“Fearful of My Joy” – Adam deVille on cooking, feasting and the sacramental

I am running the risk of turning this blog into nothing but reposting of Adam deVille, but I could resist this 2013 post on cooking, feasting, joy, and the sacramental by way of Chesterton, Waugh, Jennifer Patterson, Alexander Schememann, and Babette’s Feast

Cooking (which, bizarrely, people watch constantly on TV but rarely do themselves) is of course far more than a utilitarian necessity. It is a deeply, uniquely human activity the absence of which increasingly today can only be greeted with alarm–not only because of what its lack does to us psychologically as families and communities, but also physiologically: some studies have recently shown that the failure to cook regularly not only has deleterious effects on the family as such, but also on our physical health through the rise of diabetes and obesity even in very young children. The failure to eat together as humans is equally destructive in related and different ways.

But I am not here, schoolmarm-like, to hector you about nutrition. Such busybodies are the most tiresome people around. As an unabashed fan of Evelyn Waugh, I firmly believe with him that “food can and should be about enjoyment. As for ‘nutrition’–that is all balls.” And I would note that when Jennifer Patterson, one of the two gloriously grand, uproariously funny and hugely incorrect “Two Fat Ladies” died of lung cancer in the summer of 1999–while still smoking in the hospital and eating caviar and drinking champagne apparently–I used some of their recipes to make a special dinner for some of my friends in honour of Patterson–a devout Catholic and parishoner at the glorious London Oratory of which I have such fond memories from a 1997 visit. (During that dinner, and too many others, I have often bored myself by quoting Chesterton too frequently: “Catholicism is a thick steak, a frosted stout, and a good cigar!”)

Some days I am tempted to write a book “Towards an Eastern Christian Theology of Feasting and Fasting” but you will be spared the dyspepsia that would come from reading such a turgid volume because I think it has largely been done better by others, including Robert Farrar Capon (an Episcopalian theologian actually) in his Food for Thought: Resurrecting the Art of Eating and his The Supper of the Lamb: A Culinary Reflection.

Among Eastern Christians, the best person to write on the connections of food-feasting-sacraments is of course Alexander Schmemann in his For the Life of the World: Sacraments and Orthodoxy, which I have been reading this semester with my students. Schmemann beings by observing that

man must eat in order to live; he must take the world into his body and transform it into himself, into flesh and blood. He is indeed that which he eats, and the whole world is presented as one all-embracing banquet table…. And this image of the banquet remains, throughout the whole Bible, the central image of life (11).

=== AIM OF THE EXERCISE ===
Condense the paragraph of the post on cooking and feasting that begins "Cooking (which, bizarrely," into a short bulleted list of its main points.

Collected data entries

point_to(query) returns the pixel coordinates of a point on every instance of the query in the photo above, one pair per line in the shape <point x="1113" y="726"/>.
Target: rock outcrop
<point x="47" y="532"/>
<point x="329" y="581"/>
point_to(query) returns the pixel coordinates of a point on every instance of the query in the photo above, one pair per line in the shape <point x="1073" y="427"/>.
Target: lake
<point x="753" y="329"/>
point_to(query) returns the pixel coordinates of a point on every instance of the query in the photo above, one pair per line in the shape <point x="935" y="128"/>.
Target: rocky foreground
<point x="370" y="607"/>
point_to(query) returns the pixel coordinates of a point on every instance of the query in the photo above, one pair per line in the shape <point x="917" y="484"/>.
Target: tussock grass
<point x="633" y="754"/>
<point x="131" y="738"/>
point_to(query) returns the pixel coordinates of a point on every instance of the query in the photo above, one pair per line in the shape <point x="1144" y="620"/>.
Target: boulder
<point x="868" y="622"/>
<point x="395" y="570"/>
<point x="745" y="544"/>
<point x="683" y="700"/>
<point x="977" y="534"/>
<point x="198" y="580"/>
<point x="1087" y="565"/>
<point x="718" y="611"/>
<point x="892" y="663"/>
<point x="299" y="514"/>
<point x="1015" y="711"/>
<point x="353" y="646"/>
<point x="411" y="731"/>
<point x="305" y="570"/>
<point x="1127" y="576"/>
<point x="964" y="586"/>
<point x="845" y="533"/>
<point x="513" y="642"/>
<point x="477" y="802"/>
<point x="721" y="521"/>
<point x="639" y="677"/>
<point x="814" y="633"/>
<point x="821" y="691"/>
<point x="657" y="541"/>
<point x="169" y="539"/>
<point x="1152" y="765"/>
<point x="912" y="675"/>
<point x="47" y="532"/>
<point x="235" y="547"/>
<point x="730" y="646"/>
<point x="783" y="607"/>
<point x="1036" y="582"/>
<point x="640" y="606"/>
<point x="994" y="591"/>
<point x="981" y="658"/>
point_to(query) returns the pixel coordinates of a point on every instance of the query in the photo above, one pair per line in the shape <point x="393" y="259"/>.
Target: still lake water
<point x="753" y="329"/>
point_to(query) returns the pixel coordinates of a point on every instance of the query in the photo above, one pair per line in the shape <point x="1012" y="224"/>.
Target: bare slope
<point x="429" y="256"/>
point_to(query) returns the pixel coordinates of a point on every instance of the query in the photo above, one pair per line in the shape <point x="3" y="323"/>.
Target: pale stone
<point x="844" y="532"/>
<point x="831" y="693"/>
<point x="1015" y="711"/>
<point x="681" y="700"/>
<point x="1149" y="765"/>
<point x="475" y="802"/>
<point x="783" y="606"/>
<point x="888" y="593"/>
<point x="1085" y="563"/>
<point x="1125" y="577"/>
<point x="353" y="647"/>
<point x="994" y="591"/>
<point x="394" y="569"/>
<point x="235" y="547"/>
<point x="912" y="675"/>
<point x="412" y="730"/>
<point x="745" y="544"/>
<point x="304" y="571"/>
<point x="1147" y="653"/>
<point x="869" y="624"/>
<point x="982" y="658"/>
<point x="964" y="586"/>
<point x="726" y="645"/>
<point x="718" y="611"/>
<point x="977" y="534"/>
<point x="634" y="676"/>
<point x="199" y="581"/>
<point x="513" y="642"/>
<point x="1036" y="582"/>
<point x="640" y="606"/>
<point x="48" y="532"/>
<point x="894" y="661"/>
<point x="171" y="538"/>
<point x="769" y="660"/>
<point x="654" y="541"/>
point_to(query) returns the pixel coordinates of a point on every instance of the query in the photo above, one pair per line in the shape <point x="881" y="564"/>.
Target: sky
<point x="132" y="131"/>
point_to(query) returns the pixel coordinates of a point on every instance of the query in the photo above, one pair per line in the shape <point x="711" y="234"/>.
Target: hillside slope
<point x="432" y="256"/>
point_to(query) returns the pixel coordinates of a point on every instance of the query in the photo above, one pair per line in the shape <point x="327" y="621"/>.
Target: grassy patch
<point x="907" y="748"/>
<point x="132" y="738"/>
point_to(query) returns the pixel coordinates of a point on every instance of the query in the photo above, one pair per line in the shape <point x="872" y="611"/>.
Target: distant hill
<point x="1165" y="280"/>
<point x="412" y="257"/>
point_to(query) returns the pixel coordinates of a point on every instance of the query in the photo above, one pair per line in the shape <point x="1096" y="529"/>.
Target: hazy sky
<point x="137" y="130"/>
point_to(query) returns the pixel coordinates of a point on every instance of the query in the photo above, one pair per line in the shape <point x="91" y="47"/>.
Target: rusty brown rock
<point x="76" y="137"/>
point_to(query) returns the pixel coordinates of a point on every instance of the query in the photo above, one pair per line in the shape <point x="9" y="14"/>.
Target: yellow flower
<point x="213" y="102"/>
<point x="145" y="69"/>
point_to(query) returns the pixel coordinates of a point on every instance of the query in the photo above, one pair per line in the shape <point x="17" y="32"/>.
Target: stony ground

=== EXERCISE OUTPUT ===
- People often watch cooking on TV but rarely do it themselves.
- Cooking is far more than a utilitarian necessity. It is a deeply, uniquely human activity.
- Its growing absence today is alarming, both psychologically for families and communities and physiologically.
- Recent studies show that failing to cook regularly harms the family and also physical health, through the rise of diabetes and obesity even in very young children.
- Failing to eat together is equally destructive in related and different ways.